▶ **DATA SUPPLIED**

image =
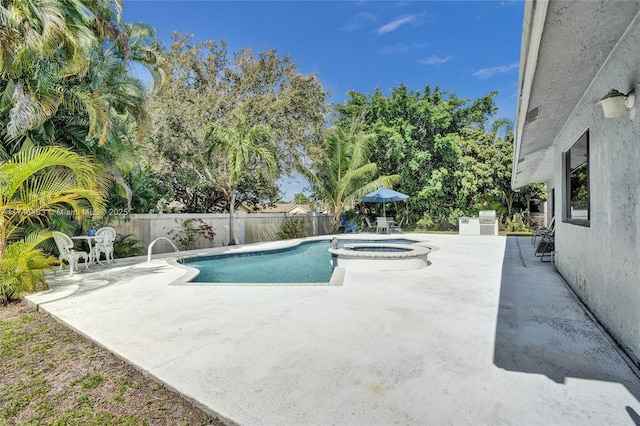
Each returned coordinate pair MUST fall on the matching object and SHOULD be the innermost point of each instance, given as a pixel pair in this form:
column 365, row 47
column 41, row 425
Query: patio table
column 89, row 240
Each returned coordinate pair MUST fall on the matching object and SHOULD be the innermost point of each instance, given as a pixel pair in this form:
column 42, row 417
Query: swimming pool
column 308, row 262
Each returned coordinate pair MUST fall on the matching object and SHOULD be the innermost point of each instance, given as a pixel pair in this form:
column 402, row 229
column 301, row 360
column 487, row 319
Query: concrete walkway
column 485, row 335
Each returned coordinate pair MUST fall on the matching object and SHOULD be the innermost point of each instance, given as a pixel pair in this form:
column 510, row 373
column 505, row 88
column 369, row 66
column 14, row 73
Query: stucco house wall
column 602, row 262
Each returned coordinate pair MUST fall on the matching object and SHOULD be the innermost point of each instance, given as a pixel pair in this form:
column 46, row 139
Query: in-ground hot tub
column 381, row 256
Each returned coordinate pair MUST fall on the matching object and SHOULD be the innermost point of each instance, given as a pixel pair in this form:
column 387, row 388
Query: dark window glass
column 577, row 181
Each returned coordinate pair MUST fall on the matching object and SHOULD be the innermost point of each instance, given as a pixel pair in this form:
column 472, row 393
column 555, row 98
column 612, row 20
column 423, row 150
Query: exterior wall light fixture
column 614, row 104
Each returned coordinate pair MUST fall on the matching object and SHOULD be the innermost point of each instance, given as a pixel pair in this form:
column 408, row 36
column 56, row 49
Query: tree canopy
column 205, row 85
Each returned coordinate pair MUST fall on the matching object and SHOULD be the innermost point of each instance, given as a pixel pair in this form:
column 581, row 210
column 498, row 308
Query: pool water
column 309, row 262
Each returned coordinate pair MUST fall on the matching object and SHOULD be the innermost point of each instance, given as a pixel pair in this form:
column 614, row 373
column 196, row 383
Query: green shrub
column 126, row 246
column 190, row 230
column 292, row 228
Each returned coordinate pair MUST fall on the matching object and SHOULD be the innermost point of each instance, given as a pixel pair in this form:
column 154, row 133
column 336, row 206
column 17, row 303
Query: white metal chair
column 104, row 244
column 65, row 247
column 398, row 227
column 382, row 225
column 368, row 225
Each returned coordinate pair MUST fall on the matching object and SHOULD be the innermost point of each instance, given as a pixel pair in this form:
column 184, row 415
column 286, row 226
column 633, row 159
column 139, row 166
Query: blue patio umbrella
column 384, row 195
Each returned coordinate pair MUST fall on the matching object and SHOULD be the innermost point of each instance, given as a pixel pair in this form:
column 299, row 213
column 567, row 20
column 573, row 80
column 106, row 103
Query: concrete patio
column 487, row 334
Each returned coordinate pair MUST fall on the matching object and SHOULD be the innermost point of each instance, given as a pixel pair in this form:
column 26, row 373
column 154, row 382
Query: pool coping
column 337, row 276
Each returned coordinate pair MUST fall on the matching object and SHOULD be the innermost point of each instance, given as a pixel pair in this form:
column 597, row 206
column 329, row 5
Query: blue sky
column 470, row 47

▶ **PROBLEM**
The answer must be exactly the lines from the one containing "column 633, row 159" through the final line of the data, both ends included, and nothing else.

▶ **WRITTEN REPLY**
column 633, row 159
column 139, row 166
Query: blue patio umbrella
column 384, row 195
Each returned coordinate pair MUST fall on the matching object and SHOULD be the innermost point of each instance, given as a pixel pair in this form:
column 299, row 213
column 567, row 20
column 573, row 80
column 106, row 103
Query: concrete patio
column 487, row 334
Each returned coordinate pair MUST fall on the matching object and SHOULD be the innermost point of each instance, given as a pixel pair in this form:
column 26, row 373
column 154, row 382
Query: pool coping
column 337, row 276
Each returned coordinate pair MUST fall on the matching object and SHOULD be the innermost point of each instance, given as a pixel pair in this form:
column 597, row 206
column 329, row 5
Query: blue sky
column 470, row 47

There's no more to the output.